TRAVAIL DEMANDÉ: Recopiez à l'identique, dans le document source, tout ce qui va de « Le sol, en béton » jusqu'à « voir la verrière. ».

DOCUMENT SOURCE:
Il faut bien plutôt retrouver la simplicité

de Celui qui ne juge pas,

qui n’évalue pas.

De Celui qui se contente d’aimer et de servir.

 

Un bon bout de chemin

nous attend encore

pour nous mettre au niveau

de Celui qui s’est abaissé pour nous.

Et les alpinistes le savent :

descendre n’est pas plus facile que monter.

 

Seulement sur ce chemin nous ne sommes pas seuls.

Puisque Celui qui nous a lavés les pieds

et qui nous invite à faire de même

les uns pour les autres

est là qui nous soutient.

 

Amen

 

 

Henri Beauclair, parlant de son projet, dit encore :

Le sol, en béton brut, ne va pas jusqu’aux murs :

une plate-bande en contrebas, garnie de gros galets rappelant ceux du lac,

empêche d’aller jusqu’aux murs et donc de voir la verrière.

Dans l’axe, une croix, identique à celle de l’extérieur, derrière la table de communion,

en béton comme la chaire située à gauche.

A droite les fonts baptismaux sous la forme d’un rocher légèrement excavé sur le dessus,

rappelant la pierre sur laquelle Moïse frappa, faisant jaillir l’eau (Exode 17 : 6)

L’ensemble serait réalisé en béton brut, matériau de notre époque,

rappelant le traitement simple et la rusticité des églises romanes,

qui tiraient leur force de l’unicité de leurs matériaux et de la justesse de leurs proportions.

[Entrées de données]
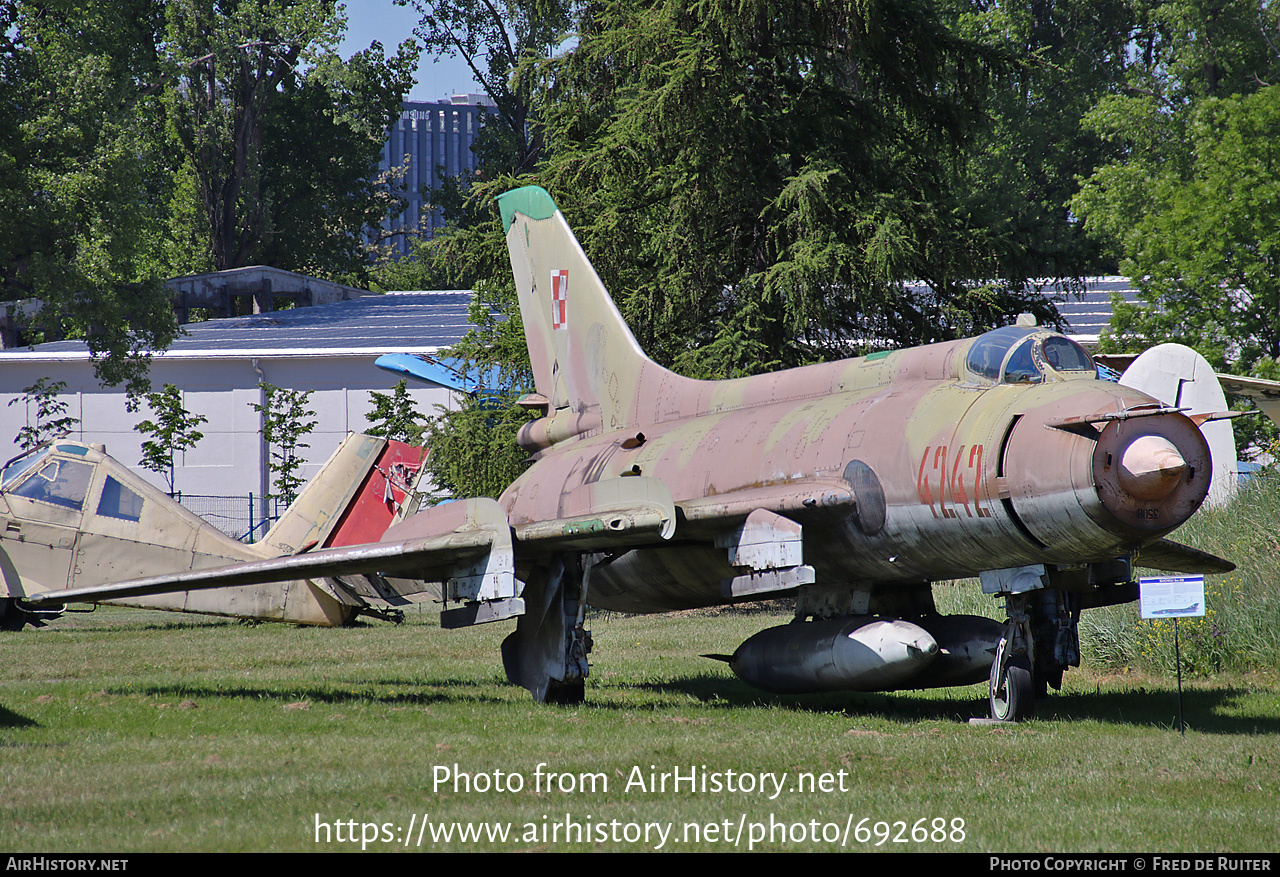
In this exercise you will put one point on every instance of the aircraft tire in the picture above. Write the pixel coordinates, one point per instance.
(1013, 699)
(10, 617)
(566, 693)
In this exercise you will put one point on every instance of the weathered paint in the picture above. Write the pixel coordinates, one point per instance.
(973, 474)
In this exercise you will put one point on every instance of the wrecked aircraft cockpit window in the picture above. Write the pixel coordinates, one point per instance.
(17, 467)
(118, 501)
(59, 483)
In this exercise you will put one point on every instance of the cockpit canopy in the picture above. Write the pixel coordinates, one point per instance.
(1027, 355)
(50, 476)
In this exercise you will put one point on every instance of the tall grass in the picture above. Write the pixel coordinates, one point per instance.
(1240, 630)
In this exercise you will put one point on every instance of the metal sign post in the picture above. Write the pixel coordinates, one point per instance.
(1173, 597)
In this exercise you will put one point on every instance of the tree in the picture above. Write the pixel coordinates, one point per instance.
(1025, 164)
(82, 183)
(173, 432)
(248, 81)
(494, 39)
(1193, 204)
(286, 420)
(51, 418)
(394, 415)
(757, 185)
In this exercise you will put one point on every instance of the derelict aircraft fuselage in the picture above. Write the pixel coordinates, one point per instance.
(851, 485)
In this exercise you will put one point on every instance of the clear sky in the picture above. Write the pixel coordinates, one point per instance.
(391, 24)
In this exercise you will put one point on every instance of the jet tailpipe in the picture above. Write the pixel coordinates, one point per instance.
(859, 653)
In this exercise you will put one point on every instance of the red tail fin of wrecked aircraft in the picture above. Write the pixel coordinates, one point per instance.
(74, 517)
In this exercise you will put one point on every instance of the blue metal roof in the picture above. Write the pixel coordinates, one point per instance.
(376, 323)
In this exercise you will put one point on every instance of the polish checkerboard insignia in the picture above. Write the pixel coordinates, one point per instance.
(560, 298)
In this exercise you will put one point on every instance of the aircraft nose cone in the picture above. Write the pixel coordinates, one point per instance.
(1151, 467)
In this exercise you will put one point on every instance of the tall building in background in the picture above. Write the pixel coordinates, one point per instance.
(430, 141)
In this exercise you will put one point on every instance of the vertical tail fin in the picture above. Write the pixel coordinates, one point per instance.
(585, 360)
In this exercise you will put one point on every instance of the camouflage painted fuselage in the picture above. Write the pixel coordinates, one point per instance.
(906, 466)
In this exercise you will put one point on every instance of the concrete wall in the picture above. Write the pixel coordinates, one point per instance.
(231, 460)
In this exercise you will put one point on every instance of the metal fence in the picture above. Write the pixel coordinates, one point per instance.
(245, 517)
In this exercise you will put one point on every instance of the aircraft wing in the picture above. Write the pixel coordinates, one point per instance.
(1171, 556)
(1265, 393)
(469, 546)
(466, 543)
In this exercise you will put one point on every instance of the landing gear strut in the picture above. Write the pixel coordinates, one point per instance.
(547, 653)
(1013, 697)
(1013, 691)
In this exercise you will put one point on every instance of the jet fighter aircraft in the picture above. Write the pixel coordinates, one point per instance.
(849, 485)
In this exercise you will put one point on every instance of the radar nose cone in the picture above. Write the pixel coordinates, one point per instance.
(1151, 467)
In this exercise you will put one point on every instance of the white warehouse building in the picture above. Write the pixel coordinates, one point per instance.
(218, 365)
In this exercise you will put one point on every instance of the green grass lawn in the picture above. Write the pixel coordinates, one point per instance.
(138, 731)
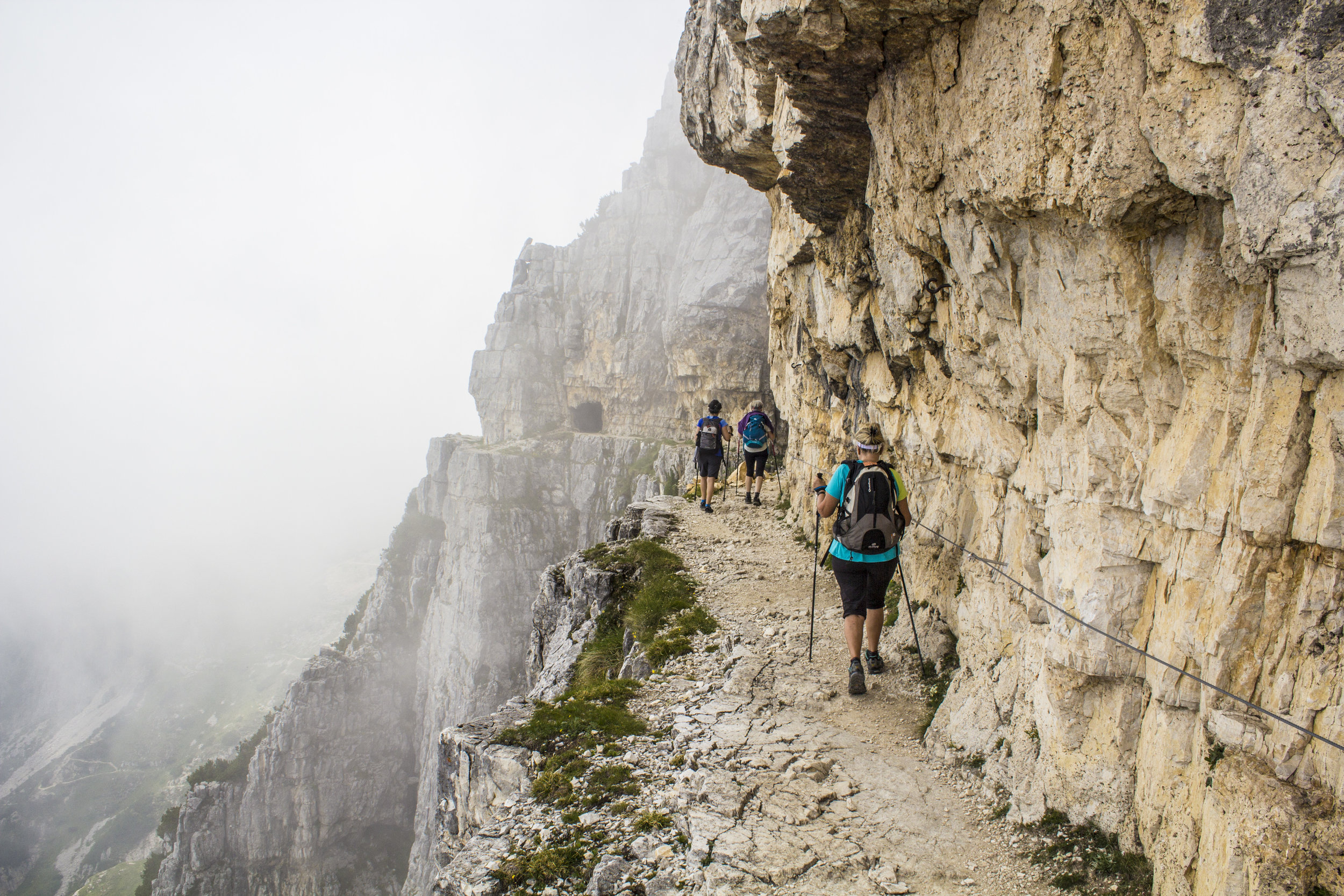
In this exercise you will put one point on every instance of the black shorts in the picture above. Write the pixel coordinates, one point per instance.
(709, 464)
(863, 586)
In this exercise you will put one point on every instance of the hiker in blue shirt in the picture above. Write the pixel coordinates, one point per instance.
(873, 518)
(757, 434)
(710, 433)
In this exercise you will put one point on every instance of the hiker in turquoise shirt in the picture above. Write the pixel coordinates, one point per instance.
(867, 535)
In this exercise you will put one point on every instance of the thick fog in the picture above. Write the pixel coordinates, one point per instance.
(246, 253)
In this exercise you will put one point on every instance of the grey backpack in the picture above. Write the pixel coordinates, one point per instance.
(869, 520)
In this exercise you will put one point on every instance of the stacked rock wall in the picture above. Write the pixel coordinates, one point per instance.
(1129, 397)
(656, 305)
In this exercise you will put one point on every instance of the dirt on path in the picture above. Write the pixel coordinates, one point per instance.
(787, 784)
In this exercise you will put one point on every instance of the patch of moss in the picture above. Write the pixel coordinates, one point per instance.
(1089, 859)
(571, 720)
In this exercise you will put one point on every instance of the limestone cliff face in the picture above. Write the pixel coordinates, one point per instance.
(1132, 396)
(343, 793)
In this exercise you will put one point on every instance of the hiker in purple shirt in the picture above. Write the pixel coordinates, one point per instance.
(757, 434)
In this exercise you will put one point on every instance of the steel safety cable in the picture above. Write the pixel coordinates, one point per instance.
(995, 571)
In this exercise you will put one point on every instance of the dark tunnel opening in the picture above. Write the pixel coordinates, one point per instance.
(588, 417)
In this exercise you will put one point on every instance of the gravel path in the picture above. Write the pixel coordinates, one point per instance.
(802, 787)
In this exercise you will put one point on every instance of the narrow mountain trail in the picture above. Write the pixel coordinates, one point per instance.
(791, 785)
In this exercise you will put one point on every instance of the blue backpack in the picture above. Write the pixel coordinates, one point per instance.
(754, 436)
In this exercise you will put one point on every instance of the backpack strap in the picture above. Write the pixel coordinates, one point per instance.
(853, 468)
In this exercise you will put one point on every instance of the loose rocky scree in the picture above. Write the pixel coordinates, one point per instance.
(738, 768)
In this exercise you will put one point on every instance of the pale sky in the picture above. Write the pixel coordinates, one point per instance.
(246, 253)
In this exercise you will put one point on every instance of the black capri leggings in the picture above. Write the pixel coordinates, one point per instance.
(863, 586)
(756, 461)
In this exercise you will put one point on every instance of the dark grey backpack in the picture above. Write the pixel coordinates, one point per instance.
(869, 520)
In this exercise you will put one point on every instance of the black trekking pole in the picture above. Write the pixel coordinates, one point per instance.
(905, 590)
(812, 614)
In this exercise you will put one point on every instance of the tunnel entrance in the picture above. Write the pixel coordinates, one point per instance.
(588, 417)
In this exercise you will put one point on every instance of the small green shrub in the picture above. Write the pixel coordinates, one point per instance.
(566, 859)
(893, 604)
(609, 782)
(664, 649)
(552, 785)
(409, 534)
(353, 621)
(581, 711)
(149, 873)
(600, 657)
(230, 770)
(1090, 857)
(651, 821)
(1216, 755)
(168, 822)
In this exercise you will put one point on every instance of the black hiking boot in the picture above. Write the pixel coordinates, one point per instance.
(856, 684)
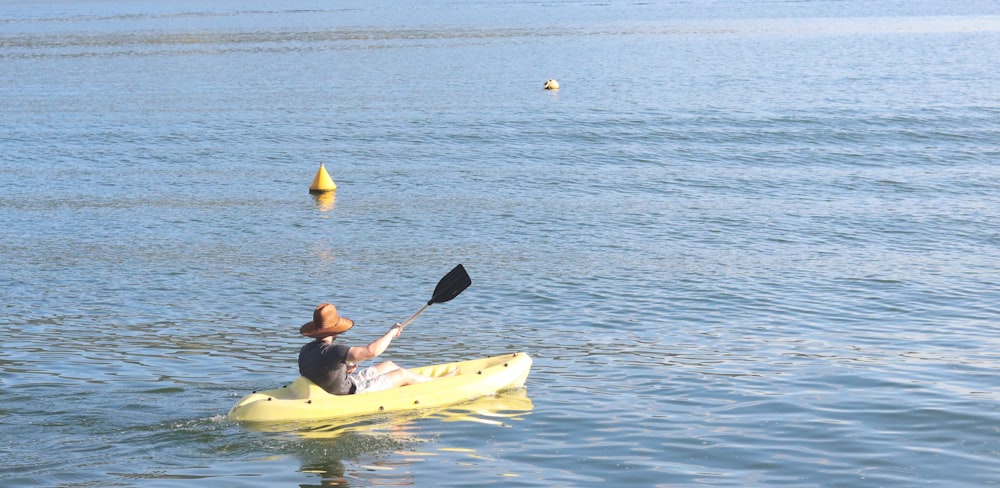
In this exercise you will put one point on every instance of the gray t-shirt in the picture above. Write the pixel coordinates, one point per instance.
(326, 365)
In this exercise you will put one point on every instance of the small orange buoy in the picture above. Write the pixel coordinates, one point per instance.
(322, 182)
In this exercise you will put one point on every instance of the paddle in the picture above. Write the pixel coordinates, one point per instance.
(453, 283)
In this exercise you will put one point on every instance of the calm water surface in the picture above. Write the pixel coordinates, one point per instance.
(747, 243)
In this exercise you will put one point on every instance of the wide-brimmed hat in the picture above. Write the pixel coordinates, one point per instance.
(326, 321)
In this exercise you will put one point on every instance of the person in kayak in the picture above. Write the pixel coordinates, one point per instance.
(334, 367)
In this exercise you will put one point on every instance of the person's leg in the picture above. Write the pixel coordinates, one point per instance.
(402, 377)
(386, 367)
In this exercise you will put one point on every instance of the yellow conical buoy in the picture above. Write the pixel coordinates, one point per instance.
(322, 182)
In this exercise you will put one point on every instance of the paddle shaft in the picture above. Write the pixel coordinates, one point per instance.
(404, 324)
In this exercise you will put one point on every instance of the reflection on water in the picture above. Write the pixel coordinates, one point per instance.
(380, 450)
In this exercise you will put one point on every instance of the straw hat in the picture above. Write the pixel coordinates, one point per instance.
(326, 322)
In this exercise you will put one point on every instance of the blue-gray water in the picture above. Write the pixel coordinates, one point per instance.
(747, 243)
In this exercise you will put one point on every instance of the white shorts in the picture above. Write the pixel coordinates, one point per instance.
(369, 379)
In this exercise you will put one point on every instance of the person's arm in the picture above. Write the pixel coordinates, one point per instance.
(361, 353)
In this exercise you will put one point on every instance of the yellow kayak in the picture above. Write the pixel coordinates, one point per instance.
(304, 400)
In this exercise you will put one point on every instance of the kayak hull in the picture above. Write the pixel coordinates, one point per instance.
(304, 400)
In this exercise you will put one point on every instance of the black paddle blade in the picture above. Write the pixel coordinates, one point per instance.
(453, 283)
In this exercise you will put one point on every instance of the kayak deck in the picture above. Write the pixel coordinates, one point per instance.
(304, 400)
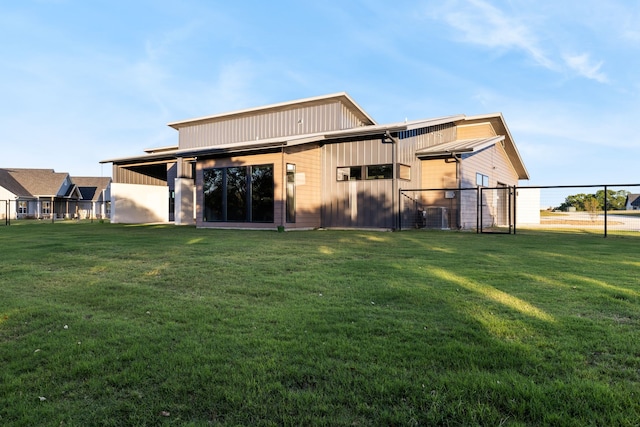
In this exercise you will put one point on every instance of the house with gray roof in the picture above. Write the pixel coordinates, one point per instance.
(95, 196)
(632, 202)
(46, 194)
(316, 162)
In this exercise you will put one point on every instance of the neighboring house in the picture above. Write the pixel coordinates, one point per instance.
(39, 194)
(95, 193)
(316, 162)
(633, 202)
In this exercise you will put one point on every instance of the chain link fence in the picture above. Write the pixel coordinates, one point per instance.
(599, 209)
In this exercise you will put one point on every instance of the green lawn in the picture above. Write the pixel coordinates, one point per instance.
(116, 325)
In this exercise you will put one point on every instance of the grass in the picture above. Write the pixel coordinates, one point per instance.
(114, 325)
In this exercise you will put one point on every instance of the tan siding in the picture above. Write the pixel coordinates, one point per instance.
(473, 131)
(364, 203)
(304, 119)
(307, 161)
(122, 174)
(308, 186)
(494, 163)
(258, 159)
(439, 174)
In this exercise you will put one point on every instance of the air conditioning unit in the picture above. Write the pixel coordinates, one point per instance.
(436, 217)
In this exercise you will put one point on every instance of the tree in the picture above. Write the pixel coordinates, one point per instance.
(592, 206)
(615, 201)
(575, 201)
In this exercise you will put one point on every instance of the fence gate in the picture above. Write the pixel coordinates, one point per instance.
(497, 210)
(4, 212)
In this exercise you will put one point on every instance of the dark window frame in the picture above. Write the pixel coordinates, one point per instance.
(237, 194)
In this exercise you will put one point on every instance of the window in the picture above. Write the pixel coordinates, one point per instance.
(262, 193)
(350, 173)
(291, 193)
(238, 194)
(379, 171)
(482, 180)
(356, 173)
(404, 172)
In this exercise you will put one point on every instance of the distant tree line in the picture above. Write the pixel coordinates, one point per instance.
(591, 202)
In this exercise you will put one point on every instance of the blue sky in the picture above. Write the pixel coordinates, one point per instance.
(83, 81)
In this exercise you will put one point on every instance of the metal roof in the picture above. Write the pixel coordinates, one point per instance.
(263, 144)
(500, 125)
(340, 96)
(459, 147)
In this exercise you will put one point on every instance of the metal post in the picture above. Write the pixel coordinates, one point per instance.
(515, 208)
(478, 209)
(605, 211)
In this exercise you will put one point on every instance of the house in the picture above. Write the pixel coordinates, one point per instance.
(43, 193)
(315, 162)
(95, 192)
(632, 202)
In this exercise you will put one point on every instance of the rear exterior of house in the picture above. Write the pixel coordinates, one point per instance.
(46, 194)
(316, 162)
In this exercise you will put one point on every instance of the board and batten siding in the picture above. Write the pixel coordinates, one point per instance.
(305, 119)
(494, 163)
(125, 174)
(307, 161)
(308, 185)
(252, 160)
(361, 203)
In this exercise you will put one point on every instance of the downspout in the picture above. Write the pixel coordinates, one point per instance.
(283, 185)
(394, 179)
(459, 182)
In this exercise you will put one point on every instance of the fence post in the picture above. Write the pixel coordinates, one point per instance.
(605, 211)
(515, 207)
(478, 209)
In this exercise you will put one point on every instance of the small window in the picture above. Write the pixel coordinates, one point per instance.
(379, 171)
(404, 172)
(349, 173)
(482, 180)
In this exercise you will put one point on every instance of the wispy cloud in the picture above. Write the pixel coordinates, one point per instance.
(486, 25)
(481, 23)
(585, 67)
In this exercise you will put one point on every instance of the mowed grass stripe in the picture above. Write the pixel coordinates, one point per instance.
(179, 326)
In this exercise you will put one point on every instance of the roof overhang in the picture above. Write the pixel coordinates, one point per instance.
(454, 148)
(501, 128)
(339, 97)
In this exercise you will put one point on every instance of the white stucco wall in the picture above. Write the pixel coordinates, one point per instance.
(7, 198)
(528, 206)
(138, 204)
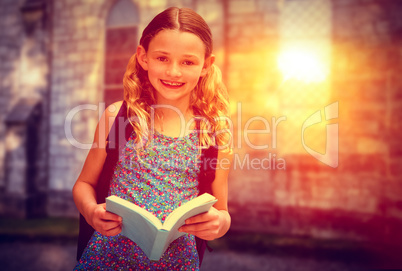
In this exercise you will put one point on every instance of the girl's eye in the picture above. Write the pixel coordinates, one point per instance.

RÉPONSE COMPLÈTE:
Le sol, en béton brut, ne va pas jusqu’aux murs :

une plate-bande en contrebas, garnie de gros galets rappelant ceux du lac,

empêche d’aller jusqu’aux murs et donc de voir la verrière.